● Фрагмент страницы
Н.Г.: И акмеизм, и Заболоцкий, и Хлебников – всё это уже так от нас далеко, что они сами по себе сблизились. Больше всего, когда стихи действительно настоящие, я вижу влияние личности самого автора. И в языке, и в поэтике… Скажем, такой автор, как Мария Степанова, – она порождает свою поэтику. Нельзя сказать, что эта поэтика взялась ниоткуда. Но нельзя и вывести ее прямых корней. Что касается меня, то мои любимые поэты – акмеисты. Мандельштам и Ахматова. 
В.М.: Со мной случилось то же самое… Почти тоже самое…
Н.Г.: На самом деле я думаю, что если я у каких-то поэтов и училась, то только в молодости. В самой ранней молодости. А потом, как только немножко выросла, я учиться перестала, а как-то оно само собой идет. Как я всегда говорила, влияние акмеистов не вредно.

● Данные
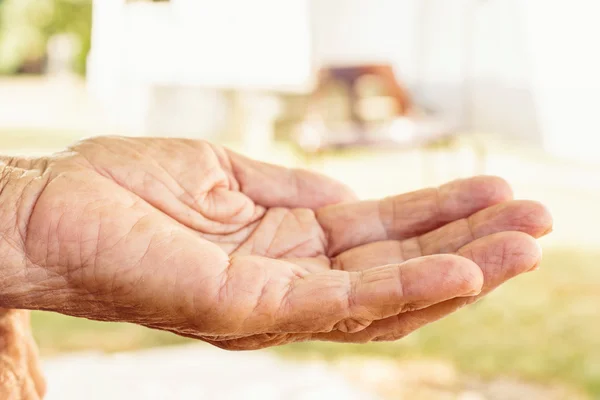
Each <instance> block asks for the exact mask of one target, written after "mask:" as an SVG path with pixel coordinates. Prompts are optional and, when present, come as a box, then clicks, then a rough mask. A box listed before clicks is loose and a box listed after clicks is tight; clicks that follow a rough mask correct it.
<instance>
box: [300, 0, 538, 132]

* * *

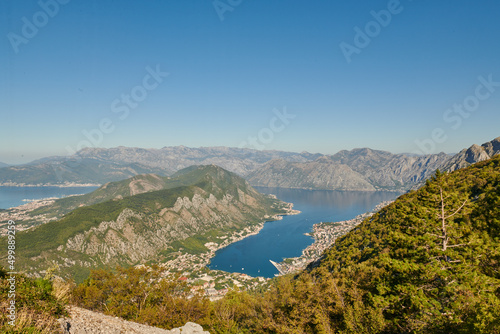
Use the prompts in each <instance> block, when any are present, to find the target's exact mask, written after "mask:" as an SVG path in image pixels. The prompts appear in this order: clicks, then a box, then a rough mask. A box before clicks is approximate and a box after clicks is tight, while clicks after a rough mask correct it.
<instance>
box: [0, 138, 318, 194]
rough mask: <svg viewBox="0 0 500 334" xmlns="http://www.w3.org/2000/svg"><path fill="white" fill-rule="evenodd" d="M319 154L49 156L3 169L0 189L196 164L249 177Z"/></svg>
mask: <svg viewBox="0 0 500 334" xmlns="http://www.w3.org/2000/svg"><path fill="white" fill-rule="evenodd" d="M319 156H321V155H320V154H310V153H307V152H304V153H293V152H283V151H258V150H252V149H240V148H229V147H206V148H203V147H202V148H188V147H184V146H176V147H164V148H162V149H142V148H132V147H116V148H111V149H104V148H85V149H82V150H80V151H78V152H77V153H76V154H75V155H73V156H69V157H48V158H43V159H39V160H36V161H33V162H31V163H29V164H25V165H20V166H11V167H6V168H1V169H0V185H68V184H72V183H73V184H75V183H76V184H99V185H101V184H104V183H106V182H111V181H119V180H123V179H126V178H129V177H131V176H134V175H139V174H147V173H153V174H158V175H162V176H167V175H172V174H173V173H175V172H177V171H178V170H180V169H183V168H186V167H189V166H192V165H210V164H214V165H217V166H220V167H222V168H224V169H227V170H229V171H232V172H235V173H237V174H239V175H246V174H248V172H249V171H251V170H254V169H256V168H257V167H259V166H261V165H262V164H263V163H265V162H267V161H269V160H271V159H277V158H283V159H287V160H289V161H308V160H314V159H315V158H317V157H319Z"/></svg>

● Задание 1
Каких поэтов Н.Г. называет своими любимыми во фрагменте страницы?
● Задание 2
Пожалуйста, отредактируйте часть записей, которая начинается со строки, содержащей «Each <instance> block asks», и заканчивается строкой, содержащей «box: [300, 0, 538, 132]», заменив «SVG path» на «polygon list». Остальное оставьте без изменений и приведите только эти строки.
Фрагмент страницы и записи между собой никак не связаны.

● Ответ 1
Акмеистов: Мандельштама и Ахматову.

● Ответ 2
Each <instance> block asks for the exact mask of one target, written after "mask:" as an polygon list with pixel coordinates. Prompts are optional and, when present, come as a box, then clicks, then a rough mask. A box listed before clicks is loose and a box listed after clicks is tight; clicks that follow a rough mask correct it.
<instance>
box: [300, 0, 538, 132]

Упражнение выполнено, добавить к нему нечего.